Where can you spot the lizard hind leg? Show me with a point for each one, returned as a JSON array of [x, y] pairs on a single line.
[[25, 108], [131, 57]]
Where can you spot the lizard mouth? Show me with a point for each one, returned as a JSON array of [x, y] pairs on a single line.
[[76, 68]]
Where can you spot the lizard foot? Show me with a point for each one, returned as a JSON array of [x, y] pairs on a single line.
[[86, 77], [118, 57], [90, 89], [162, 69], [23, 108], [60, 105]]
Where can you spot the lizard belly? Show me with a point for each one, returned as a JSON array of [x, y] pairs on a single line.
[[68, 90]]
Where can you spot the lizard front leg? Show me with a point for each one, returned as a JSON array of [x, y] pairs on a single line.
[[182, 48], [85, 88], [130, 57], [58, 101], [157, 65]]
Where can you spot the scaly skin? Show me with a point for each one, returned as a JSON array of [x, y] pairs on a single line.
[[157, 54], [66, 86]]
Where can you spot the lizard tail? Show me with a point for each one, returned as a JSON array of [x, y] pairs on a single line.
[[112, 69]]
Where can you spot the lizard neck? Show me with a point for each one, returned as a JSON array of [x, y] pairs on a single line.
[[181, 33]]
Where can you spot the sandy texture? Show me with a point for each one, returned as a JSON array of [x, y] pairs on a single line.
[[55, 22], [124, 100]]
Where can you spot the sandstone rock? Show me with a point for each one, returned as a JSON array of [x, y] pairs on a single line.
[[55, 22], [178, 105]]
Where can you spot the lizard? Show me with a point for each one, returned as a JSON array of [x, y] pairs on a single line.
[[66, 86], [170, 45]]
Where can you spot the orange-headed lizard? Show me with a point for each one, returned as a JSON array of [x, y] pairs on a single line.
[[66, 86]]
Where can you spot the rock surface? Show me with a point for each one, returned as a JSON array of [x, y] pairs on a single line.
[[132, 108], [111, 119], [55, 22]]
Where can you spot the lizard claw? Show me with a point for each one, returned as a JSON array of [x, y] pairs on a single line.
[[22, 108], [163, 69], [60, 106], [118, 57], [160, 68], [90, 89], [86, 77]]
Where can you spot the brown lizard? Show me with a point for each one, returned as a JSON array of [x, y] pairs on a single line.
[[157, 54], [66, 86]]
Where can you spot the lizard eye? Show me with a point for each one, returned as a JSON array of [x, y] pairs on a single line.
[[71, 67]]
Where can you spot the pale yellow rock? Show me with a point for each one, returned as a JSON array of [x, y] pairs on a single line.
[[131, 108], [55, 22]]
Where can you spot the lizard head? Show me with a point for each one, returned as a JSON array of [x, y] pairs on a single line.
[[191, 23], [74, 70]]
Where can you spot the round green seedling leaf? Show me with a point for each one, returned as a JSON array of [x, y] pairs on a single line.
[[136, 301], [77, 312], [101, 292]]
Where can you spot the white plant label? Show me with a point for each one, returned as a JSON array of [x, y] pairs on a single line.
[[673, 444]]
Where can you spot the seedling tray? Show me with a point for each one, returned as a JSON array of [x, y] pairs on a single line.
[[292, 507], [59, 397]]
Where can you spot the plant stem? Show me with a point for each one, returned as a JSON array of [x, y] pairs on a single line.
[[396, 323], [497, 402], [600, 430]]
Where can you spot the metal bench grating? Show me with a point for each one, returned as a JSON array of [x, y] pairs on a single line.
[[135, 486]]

Instruction: Return exactly the lines of the data, and only those, from the line with "Where can you spot the white" through the last line, inclusive.

Exercise answer:
Where can you spot the white plant label? Show me with a point for each one, returned as a JSON array of [x, y] pairs on a single line.
[[673, 444]]
Where can you spot the seedling tray? Show me with a point for each one, returned as a JSON array of [x, y] pairs on a single line.
[[292, 507], [59, 397]]
Where can you spot the plant stem? Show me with a point for each one, returned as a JSON array of [x, y] pairs on a single line.
[[396, 323], [497, 402], [600, 430]]
Where can you spot the metal bench grating? Show me with a point for each one, returned as a JSON array of [x, y] pairs on a single line.
[[135, 486]]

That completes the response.